▶ **SHORT PROBLEM**
Starting at the line containing "segment tall thin candle" and ending at the line containing "392L329 357L325 344L313", reproduce only those lines of the listing, changing "outline" to "contour" and leaving everything else unchanged.
_ _ _ _
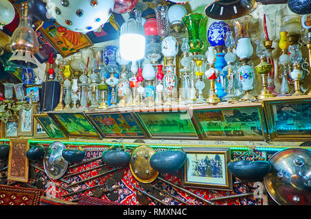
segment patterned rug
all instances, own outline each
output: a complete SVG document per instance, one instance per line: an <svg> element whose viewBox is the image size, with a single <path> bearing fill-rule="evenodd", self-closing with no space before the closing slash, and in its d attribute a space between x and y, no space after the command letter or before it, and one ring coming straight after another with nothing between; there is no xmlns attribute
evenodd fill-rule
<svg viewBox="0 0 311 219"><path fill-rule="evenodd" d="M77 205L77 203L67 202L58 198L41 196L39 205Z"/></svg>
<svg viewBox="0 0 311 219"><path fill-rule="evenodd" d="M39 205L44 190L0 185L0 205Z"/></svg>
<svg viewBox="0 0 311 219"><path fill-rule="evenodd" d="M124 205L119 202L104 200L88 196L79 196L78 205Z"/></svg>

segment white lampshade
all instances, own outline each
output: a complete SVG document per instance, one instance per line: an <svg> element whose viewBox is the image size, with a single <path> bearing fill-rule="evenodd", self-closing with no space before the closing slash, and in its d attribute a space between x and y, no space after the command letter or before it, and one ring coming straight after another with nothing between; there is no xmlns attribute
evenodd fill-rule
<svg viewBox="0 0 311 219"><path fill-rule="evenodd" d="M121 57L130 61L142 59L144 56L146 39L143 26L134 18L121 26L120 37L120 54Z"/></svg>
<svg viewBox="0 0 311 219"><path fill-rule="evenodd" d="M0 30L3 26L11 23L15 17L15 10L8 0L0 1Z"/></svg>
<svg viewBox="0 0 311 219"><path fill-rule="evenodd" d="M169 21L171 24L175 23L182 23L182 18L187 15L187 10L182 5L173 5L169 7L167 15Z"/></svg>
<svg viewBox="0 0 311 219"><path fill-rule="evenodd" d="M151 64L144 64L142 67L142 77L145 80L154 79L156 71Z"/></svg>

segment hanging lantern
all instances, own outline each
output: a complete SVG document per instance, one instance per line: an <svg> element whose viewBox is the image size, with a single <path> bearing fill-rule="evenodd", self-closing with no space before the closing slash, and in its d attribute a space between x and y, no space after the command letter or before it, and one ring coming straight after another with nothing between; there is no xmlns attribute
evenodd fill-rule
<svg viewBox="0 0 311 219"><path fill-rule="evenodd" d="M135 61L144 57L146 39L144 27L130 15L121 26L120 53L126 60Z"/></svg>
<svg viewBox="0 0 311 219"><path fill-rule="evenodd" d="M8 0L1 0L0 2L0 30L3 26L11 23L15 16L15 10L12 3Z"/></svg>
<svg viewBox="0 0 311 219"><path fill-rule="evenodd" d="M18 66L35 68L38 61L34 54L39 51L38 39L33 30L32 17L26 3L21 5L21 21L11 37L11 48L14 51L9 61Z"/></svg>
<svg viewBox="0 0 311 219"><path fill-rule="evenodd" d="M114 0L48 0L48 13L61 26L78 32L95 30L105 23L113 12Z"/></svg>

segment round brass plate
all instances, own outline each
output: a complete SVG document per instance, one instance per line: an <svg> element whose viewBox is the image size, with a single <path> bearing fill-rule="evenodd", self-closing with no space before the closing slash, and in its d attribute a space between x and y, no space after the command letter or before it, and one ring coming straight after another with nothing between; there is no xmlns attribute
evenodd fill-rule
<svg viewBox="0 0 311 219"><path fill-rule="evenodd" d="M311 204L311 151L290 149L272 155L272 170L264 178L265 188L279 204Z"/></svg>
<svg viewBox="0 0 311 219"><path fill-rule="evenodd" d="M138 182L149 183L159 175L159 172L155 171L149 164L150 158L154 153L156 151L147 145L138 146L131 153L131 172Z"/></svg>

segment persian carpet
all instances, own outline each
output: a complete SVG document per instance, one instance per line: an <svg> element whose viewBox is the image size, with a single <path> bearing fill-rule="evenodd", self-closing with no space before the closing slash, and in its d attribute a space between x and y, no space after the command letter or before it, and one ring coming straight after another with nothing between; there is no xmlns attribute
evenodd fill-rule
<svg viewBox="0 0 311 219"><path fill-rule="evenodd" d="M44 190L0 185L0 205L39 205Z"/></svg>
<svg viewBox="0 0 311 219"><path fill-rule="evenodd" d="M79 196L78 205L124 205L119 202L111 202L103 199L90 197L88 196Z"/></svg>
_ _ _ _
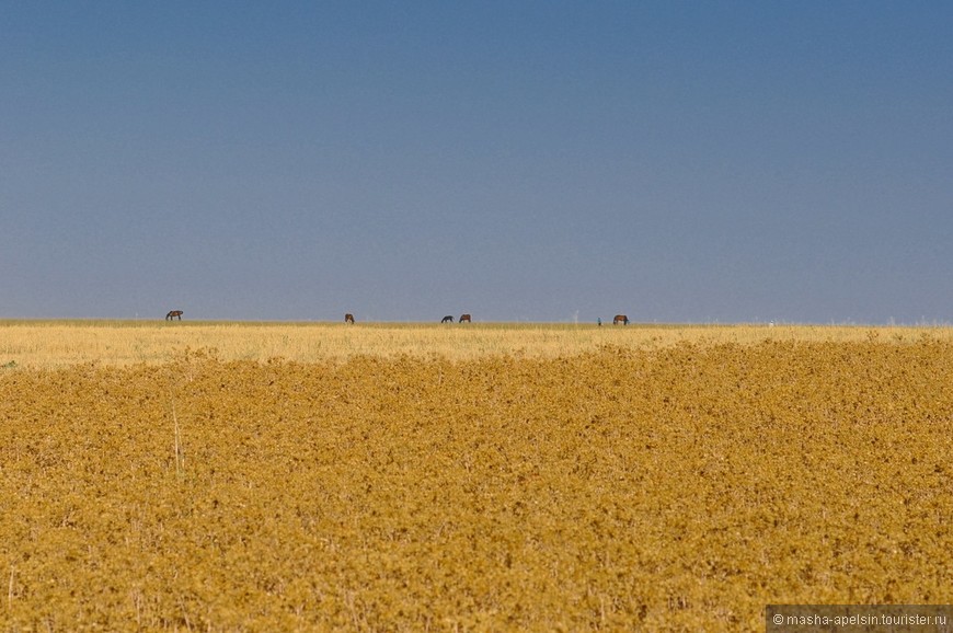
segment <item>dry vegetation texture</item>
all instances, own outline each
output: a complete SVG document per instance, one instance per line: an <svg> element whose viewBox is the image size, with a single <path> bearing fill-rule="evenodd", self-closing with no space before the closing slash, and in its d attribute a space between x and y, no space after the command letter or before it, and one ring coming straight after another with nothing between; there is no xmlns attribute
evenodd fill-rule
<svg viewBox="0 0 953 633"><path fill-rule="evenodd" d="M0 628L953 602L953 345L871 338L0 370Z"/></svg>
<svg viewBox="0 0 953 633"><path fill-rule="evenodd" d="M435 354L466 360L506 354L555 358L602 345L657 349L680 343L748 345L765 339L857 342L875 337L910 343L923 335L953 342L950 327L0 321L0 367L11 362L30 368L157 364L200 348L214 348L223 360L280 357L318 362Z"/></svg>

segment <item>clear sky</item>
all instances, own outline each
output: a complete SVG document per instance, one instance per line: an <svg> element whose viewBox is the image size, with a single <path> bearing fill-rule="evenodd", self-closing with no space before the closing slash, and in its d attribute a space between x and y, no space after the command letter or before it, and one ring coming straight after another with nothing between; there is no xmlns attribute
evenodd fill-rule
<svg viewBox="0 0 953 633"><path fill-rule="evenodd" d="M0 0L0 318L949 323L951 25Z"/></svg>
_ _ _ _
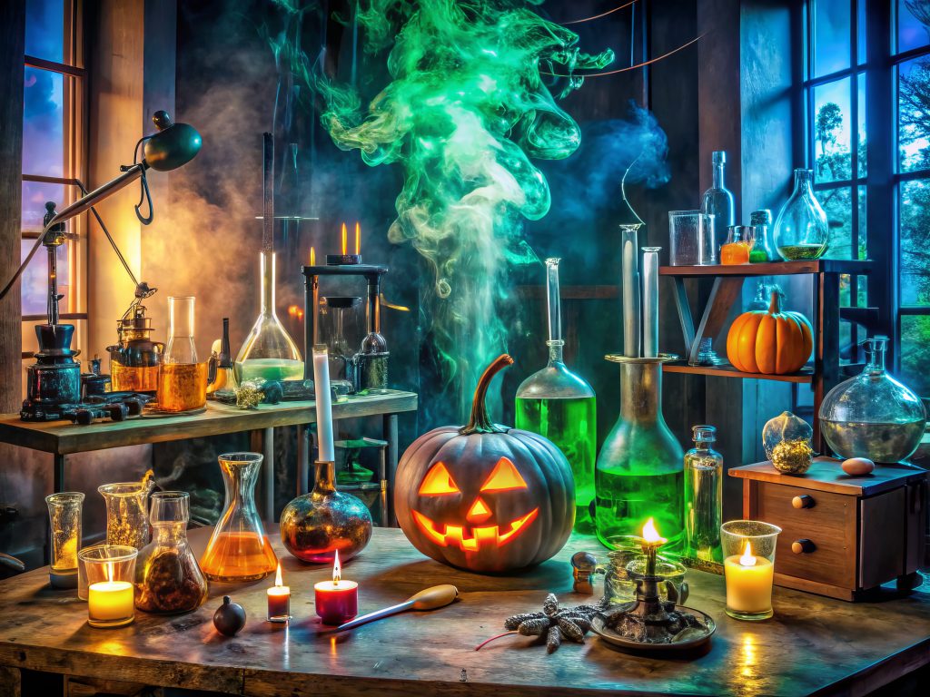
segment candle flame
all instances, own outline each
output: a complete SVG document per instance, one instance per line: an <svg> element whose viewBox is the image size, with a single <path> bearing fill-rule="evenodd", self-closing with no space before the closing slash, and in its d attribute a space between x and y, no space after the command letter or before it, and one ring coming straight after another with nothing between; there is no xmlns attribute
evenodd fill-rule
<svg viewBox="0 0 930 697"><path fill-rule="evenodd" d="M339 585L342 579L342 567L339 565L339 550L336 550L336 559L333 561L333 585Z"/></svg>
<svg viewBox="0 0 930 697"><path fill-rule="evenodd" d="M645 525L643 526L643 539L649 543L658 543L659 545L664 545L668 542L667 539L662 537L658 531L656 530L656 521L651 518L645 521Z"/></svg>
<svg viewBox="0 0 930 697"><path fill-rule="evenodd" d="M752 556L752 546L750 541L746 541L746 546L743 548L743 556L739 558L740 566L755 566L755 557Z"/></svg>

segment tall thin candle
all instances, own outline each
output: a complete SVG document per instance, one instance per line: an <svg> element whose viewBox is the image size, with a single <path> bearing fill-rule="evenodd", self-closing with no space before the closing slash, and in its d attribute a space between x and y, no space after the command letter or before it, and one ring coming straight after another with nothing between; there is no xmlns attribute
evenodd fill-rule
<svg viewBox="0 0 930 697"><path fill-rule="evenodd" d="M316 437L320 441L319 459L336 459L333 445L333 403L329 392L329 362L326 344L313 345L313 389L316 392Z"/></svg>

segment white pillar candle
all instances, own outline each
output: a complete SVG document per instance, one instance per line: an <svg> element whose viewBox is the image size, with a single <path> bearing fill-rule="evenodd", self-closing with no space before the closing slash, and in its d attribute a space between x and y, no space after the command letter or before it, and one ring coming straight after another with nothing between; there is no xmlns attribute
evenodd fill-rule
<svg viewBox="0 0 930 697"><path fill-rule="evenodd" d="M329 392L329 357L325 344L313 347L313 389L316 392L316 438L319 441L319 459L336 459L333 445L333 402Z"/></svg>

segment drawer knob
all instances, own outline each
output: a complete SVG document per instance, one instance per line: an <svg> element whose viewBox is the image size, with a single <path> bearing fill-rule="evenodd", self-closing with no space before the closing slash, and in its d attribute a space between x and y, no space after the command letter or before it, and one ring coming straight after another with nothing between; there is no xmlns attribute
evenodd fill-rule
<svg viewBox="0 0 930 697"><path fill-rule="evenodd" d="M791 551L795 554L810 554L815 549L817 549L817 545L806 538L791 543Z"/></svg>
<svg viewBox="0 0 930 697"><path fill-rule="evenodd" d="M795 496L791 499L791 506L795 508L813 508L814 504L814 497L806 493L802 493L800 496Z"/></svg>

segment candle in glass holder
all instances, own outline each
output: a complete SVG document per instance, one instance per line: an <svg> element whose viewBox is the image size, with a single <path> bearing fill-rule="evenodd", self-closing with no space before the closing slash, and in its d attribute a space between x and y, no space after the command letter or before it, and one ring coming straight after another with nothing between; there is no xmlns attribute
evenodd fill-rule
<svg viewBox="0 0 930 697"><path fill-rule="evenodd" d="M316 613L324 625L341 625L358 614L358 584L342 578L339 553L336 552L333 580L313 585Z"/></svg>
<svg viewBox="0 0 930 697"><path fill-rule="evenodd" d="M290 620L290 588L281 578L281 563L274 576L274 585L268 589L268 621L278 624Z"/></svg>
_ _ _ _
▶ **TASK RESPONSE**
segment tall thin candle
all instances, own contour each
output: a complete SVG document per instance, one instance per line: an <svg> element whose viewBox is the image size, with a single <path> bearing fill-rule="evenodd", self-closing with no space before the closing slash, and in its d attribute a space between x and y, no space after the command letter or before it, and one ring coming straight after another with nothing between; there is no xmlns attribute
evenodd fill-rule
<svg viewBox="0 0 930 697"><path fill-rule="evenodd" d="M316 437L320 441L319 459L336 459L333 445L333 403L329 392L329 362L326 344L313 345L313 389L316 392Z"/></svg>

segment white pillar candle
all instances, own contour each
output: a complete SVG document per instance, one instance per line: an <svg> element whose viewBox is the image size, with a single <path> bearing fill-rule="evenodd", self-closing with no space before the closing slash, and in its d attribute a space between x and y, no space after the command letter or before it, and one ring coming straight after another with nothing between; there is no xmlns attribute
evenodd fill-rule
<svg viewBox="0 0 930 697"><path fill-rule="evenodd" d="M329 392L329 357L325 344L313 347L313 389L316 392L316 438L319 441L319 459L336 459L333 445L333 402Z"/></svg>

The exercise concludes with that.